• _TASK REQUIREMENTS_: Find each line in the records below that contains the string "blue", and copy those lines in full.

• _ITEMS_:

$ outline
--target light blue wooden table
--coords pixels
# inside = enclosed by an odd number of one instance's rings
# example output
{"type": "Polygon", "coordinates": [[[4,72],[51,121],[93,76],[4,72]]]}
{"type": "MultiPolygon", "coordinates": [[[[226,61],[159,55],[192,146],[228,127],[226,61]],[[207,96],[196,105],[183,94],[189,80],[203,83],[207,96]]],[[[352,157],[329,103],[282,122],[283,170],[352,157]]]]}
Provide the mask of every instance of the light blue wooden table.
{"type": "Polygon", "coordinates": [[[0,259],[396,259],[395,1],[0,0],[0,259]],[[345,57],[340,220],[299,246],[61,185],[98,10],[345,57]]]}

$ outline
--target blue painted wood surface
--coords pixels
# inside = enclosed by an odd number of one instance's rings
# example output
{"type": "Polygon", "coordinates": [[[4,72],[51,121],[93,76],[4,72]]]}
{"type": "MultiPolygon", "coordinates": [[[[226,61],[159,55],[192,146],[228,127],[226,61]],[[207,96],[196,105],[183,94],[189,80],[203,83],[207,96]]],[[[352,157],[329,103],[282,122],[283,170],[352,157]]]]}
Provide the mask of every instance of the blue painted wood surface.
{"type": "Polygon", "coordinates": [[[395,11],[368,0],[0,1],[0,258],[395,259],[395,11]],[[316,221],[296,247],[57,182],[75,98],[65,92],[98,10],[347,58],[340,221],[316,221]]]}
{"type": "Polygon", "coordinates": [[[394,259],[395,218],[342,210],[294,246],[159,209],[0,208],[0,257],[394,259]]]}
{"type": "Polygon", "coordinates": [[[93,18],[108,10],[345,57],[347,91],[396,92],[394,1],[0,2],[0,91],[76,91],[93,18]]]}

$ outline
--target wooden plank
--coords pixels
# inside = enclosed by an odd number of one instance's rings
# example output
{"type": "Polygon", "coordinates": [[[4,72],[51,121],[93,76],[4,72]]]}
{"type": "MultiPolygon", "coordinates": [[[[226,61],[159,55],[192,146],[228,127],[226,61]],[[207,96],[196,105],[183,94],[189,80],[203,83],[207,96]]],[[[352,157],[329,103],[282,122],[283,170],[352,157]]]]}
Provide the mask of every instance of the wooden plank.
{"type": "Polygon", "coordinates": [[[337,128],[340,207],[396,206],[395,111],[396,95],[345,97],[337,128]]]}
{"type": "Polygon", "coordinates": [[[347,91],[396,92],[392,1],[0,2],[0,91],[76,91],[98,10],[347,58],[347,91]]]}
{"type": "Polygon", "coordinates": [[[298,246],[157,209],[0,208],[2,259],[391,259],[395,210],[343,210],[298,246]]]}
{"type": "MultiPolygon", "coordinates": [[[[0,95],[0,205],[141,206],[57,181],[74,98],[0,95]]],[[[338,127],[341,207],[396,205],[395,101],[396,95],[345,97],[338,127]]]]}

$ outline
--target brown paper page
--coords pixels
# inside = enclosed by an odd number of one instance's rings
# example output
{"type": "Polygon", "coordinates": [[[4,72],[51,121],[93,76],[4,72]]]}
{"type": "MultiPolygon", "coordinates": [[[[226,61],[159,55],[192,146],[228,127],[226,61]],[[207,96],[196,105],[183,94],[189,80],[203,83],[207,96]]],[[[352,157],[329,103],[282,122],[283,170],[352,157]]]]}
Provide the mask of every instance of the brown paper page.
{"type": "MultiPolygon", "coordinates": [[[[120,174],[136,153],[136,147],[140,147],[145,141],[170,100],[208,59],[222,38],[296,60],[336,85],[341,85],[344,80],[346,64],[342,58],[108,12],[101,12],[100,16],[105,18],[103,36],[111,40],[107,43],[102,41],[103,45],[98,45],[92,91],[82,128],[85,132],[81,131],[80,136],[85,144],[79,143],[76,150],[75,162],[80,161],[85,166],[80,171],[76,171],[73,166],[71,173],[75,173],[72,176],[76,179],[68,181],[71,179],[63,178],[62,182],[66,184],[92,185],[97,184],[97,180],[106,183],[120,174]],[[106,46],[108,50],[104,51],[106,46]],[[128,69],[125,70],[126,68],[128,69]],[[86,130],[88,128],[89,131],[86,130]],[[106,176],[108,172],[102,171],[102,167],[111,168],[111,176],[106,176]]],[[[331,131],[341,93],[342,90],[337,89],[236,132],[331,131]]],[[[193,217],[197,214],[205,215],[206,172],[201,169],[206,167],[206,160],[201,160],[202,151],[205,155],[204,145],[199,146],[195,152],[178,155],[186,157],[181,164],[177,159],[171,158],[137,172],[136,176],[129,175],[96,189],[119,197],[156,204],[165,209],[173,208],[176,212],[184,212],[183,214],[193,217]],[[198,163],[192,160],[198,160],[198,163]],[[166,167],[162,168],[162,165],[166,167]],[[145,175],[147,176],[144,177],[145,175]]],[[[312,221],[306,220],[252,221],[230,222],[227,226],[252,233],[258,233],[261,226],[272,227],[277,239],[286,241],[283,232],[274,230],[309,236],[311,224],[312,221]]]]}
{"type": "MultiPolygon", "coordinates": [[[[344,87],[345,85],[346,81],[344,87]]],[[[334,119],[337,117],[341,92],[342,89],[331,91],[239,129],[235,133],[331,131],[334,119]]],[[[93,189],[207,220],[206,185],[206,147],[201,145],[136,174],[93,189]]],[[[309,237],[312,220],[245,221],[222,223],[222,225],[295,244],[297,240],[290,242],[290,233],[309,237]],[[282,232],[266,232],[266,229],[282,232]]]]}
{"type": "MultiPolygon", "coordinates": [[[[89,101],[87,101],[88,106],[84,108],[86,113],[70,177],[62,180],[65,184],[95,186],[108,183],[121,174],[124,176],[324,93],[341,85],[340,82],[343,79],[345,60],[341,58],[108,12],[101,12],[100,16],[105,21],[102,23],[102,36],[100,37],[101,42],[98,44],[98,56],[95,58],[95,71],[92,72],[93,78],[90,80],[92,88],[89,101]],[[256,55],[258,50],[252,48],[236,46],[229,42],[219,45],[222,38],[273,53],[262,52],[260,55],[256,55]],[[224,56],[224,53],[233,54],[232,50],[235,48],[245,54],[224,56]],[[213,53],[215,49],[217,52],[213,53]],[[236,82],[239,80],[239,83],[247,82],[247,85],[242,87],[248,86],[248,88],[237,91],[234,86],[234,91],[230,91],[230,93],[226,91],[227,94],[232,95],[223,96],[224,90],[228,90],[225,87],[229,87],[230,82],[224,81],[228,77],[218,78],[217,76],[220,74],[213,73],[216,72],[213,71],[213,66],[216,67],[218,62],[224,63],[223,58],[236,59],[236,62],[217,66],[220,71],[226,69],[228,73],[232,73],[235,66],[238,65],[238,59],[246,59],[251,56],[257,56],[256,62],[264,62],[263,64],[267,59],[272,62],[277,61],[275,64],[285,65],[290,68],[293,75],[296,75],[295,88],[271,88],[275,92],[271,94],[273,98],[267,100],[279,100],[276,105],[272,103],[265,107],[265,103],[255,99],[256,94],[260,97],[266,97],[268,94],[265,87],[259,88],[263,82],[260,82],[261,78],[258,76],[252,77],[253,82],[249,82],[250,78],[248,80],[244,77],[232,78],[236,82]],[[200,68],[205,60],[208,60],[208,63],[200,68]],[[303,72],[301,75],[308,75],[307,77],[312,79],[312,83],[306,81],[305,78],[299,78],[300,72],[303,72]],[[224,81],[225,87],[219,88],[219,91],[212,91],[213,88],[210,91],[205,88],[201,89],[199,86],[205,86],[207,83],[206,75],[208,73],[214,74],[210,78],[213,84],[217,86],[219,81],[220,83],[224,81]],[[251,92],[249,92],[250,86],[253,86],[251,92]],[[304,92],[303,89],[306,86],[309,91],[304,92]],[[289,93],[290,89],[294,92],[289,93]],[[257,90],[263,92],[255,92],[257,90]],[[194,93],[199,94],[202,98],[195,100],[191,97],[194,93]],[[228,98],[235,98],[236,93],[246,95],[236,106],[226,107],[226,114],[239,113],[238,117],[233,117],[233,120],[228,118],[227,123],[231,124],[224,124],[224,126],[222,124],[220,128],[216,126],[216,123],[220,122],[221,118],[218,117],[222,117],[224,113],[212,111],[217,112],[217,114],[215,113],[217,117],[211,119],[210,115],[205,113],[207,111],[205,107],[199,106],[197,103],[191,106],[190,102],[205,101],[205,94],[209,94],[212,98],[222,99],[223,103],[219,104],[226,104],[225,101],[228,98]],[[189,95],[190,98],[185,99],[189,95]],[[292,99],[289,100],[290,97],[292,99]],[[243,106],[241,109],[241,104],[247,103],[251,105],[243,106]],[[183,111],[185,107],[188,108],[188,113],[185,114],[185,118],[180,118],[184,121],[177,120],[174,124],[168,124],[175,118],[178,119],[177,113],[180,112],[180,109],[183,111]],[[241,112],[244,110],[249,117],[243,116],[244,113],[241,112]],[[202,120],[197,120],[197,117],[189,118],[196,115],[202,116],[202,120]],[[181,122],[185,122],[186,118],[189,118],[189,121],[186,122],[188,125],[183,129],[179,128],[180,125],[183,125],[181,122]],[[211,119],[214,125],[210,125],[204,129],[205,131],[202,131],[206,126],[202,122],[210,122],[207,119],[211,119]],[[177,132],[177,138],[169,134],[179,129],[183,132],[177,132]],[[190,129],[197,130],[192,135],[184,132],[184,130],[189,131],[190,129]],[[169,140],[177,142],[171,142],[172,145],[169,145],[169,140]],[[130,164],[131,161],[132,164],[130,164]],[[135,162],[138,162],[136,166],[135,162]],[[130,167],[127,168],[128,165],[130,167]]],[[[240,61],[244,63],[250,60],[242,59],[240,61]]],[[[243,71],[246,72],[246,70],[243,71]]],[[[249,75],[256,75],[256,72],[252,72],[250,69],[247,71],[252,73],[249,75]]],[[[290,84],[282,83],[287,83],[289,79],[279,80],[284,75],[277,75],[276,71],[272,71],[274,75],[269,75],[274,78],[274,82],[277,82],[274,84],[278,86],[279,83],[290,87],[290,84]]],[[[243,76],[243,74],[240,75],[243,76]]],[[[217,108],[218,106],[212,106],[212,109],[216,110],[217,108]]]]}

• _ANSWER TO THE EXERCISE_:
--target light blue wooden table
Provide the mask of every instance of the light blue wooden table.
--target blue painted wood surface
Provide the mask of every instance of the blue painted wood surface.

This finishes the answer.